WHAT THE TASK ASKS »
Transcribe verbatim every line from the line containing "of the wooden" to the end of the entries, including both endpoints. Output nothing beyond those lines.

RECORDED INFORMATION »
■ ■ ■
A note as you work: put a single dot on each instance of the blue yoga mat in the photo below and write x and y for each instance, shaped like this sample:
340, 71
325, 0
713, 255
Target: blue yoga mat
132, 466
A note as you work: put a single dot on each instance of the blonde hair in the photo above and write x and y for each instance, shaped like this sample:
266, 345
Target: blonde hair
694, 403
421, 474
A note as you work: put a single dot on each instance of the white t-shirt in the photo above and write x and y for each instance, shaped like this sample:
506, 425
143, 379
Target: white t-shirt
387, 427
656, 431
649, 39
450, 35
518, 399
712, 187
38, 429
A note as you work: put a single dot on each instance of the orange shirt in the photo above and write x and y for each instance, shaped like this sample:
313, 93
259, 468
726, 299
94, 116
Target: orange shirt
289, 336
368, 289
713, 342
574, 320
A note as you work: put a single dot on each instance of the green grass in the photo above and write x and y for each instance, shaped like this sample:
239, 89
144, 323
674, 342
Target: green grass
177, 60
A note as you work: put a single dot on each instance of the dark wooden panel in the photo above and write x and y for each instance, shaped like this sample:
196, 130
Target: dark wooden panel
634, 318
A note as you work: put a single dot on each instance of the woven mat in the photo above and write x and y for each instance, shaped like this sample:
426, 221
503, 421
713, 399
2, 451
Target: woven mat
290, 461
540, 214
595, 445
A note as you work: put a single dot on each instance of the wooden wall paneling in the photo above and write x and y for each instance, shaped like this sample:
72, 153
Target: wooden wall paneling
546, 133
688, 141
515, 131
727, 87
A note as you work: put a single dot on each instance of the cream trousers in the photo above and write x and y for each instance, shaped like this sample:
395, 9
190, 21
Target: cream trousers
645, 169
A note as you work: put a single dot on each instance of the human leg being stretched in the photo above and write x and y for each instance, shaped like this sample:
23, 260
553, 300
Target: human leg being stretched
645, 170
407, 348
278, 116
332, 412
■ ■ ■
IN RESPONSE »
A note as you work: put a single dot on each instance of the wooden wall paneling in the photo above and write x and y for each instance, shaped like this sample:
72, 153
Target: wooden wall paneling
546, 133
688, 141
515, 131
727, 87
A note as you work: put a single dot on each instance of the cream trousers in the photo above and write x and y for each instance, shaped like this sample:
395, 9
190, 21
Target: cream trousers
645, 169
A note as you work: put a single dot on each instance of the human leg being stretched in the photo above and write x and y for each instance, shaped like this sample:
23, 260
553, 300
Target: human leg being stretched
645, 170
407, 348
278, 116
332, 412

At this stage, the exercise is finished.